◆ EXTRAIT CHOISI:
★ ★ ★ ★

L'intérêt pour ce catalogue inattendu 
                      de l'érosion des rives et du débit des eaux 
                      est né en Suède dans les années 80, 
                      alors que faisait rage un débat sur l'opportunité 
                      de construire des barrages hydro-électriques sur 
                      les dernières rivières encore "libres". Christer 
                      Nilsson, écologiste des paysages à l'Université 
                      Umeå, avait alors tenté de récolter 
                      des données permettant de comparer les rivières 
                      affectées par les barrages avec les rivières 
                      non-affectées, pour se rendre compte qu'aucune compilation 
                      internationale de la sorte n'existait. 
                    Son équipe, dont les résultats 
                      paraissent dans l'édition du 15 avril de la revue 
                      américaine Science, a donc identifié 
                      292 des plus grandes rivières du monde. Il en ressort 
                      que 172 sont dites affectées par un ou des 
                      barrages. En Europe, les deux tiers sont même classées 
                      comme "grandement affectées", ce qui signifie que 
                      le début en a été altéré 
                      d'au moins 2%.
                    Une altération de 2% semble peu, mais 
                      c'est déjà largement assez pour perturber 
                      l'écosystème moins de poissons qui migrent, 
                      moins de plantes marines qui poussent et le rythme 
                      d'érosion qui varie énormément, 
                      suivant la distance du barrage à laquelle on se trouve. 
                    
                     
                      
                        - En tout, plus de 45 000 barrages de plus de 15 mètres 
                          de haut. Plus 
                          de 300 de ces barrages appartiennent à la catégorie 
                          des géants: plus de 150 mètres de 
                          haut. 
- Ces 45 000 barrages peuvent emmagasiner 6500 kilomètres 
                          cubes d'eau, l'équivalent de 15% des eaux douces 
                          de la planète
- En plus des 172 rivières affectées par 
                          un ou des barrages, il faut en ajouter un nombre indéterminé 
                          qui sont affectées par l'irrigation
- Parmi ces 172, on compte les 21 plus grandes rivières 
                          du monde et les huit rivières classées 
                          comme les plus biologiquement et géographiquement 
                          variées du monde. 
- Sur les 10 plus grandes rivières du monde, 
                          quatre ont vu leur débit être "grandement 
                          affecté" par les barrages, et six, "modérément 
                          affecté".

★ ★ ★ ★

◆ DONNÉES À ANALYSER:
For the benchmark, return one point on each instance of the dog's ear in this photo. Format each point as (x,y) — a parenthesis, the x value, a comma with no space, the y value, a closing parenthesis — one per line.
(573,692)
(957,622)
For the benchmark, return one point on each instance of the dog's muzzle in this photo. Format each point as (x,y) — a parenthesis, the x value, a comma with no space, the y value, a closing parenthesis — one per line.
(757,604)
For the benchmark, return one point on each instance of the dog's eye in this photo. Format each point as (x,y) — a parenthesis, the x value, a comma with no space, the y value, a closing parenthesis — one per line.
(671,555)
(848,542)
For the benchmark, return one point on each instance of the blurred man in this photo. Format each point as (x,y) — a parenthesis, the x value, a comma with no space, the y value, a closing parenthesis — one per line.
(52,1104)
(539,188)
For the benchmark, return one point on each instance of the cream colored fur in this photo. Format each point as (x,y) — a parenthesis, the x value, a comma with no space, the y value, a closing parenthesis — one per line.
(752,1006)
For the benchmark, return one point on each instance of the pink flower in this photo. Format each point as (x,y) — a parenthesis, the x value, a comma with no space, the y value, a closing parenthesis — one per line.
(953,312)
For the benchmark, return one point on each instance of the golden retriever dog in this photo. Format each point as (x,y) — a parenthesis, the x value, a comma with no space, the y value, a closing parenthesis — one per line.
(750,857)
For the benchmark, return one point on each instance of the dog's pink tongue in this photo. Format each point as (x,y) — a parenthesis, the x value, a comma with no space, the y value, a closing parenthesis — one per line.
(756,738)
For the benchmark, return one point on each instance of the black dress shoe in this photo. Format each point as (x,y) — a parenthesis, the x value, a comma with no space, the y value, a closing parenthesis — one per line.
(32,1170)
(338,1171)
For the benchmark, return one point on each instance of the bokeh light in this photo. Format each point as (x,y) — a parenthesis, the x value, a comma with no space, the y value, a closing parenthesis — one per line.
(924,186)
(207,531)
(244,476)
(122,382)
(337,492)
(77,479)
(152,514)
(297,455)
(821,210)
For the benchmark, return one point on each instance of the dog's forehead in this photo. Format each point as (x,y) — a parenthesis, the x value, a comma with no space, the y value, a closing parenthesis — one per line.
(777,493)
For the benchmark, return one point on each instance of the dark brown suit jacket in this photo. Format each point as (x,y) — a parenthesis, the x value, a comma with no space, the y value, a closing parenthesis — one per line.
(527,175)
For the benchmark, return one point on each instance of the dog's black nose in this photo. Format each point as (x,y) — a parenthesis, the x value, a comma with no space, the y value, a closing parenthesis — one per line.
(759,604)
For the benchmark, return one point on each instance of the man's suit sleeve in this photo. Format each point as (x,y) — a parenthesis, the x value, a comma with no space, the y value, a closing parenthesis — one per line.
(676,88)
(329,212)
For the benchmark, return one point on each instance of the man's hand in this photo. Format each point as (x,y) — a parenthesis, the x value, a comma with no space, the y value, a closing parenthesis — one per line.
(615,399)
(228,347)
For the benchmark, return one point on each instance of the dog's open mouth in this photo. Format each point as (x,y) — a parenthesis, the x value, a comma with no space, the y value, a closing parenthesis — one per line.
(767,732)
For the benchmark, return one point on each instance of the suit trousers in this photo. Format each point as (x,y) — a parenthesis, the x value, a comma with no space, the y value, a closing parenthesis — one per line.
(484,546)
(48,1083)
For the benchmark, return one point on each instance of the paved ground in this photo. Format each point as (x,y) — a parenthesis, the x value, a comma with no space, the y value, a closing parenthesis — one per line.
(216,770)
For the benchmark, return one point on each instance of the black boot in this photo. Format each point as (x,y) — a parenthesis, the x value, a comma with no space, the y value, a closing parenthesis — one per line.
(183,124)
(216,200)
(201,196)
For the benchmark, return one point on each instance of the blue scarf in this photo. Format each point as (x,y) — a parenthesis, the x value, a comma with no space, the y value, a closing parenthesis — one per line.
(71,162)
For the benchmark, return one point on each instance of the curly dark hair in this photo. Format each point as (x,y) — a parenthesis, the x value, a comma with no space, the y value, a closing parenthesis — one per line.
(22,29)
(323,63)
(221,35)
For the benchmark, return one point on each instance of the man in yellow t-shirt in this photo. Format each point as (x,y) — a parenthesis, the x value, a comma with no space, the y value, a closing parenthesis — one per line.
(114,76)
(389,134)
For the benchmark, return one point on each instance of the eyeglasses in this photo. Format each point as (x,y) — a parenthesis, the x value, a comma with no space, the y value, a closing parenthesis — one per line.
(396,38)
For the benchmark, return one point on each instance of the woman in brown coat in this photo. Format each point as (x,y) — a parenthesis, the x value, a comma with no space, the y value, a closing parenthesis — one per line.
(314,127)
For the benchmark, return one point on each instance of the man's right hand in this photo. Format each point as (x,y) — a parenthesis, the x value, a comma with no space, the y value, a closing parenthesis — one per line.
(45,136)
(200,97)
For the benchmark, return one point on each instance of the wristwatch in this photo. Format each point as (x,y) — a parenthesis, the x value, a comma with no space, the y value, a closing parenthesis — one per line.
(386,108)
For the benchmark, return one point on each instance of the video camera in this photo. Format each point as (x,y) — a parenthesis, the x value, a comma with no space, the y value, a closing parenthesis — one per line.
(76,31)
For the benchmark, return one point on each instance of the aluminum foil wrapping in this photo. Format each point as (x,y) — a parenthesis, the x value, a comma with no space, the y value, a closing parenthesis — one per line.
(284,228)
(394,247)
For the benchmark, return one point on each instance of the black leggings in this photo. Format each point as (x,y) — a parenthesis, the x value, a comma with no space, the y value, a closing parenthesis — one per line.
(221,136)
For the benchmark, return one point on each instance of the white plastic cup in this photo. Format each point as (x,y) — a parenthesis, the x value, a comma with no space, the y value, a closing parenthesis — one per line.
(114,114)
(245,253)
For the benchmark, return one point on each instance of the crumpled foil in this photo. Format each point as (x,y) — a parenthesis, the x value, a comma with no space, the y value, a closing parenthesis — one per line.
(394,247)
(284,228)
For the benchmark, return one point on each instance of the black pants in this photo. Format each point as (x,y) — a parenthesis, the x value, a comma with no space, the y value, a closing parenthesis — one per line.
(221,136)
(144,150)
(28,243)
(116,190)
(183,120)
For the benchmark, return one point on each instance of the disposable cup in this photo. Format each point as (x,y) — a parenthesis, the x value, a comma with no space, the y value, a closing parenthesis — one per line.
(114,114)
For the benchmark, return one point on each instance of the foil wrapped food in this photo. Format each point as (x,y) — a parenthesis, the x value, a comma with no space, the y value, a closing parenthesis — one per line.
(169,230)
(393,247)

★ ★ ★ ★

◆ CONSIGNES:
1. Répondez aux questions suivantes sur l'extrait consacré aux barrages.
(a) Dans quel pays et pendant quelle décennie l'intérêt pour ce catalogue est-il né ?
(b) Combien des plus grandes rivières du monde l'équipe a-t-elle identifiées ?
(c) Quel volume d'eau les 45 000 barrages peuvent-ils emmagasiner ?
2. Reproduisez fidèlement le passage de l'extrait sur les barrages qui va de « L'intérêt pour ce » à « la sorte n'existait. ».

◆ RÉPONSES PAR CONSIGNE:
1.
(a) En Suède, dans les années 80.
(b) 292 rivières.
(c) 6500 kilomètres cubes d'eau, soit l'équivalent de 15 % des eaux douces de la planète.

2.
L'intérêt pour ce catalogue inattendu 
                      de l'érosion des rives et du débit des eaux 
                      est né en Suède dans les années 80, 
                      alors que faisait rage un débat sur l'opportunité 
                      de construire des barrages hydro-électriques sur 
                      les dernières rivières encore "libres". Christer 
                      Nilsson, écologiste des paysages à l'Université 
                      Umeå, avait alors tenté de récolter 
                      des données permettant de comparer les rivières 
                      affectées par les barrages avec les rivières 
                      non-affectées, pour se rendre compte qu'aucune compilation 
                      internationale de la sorte n'existait.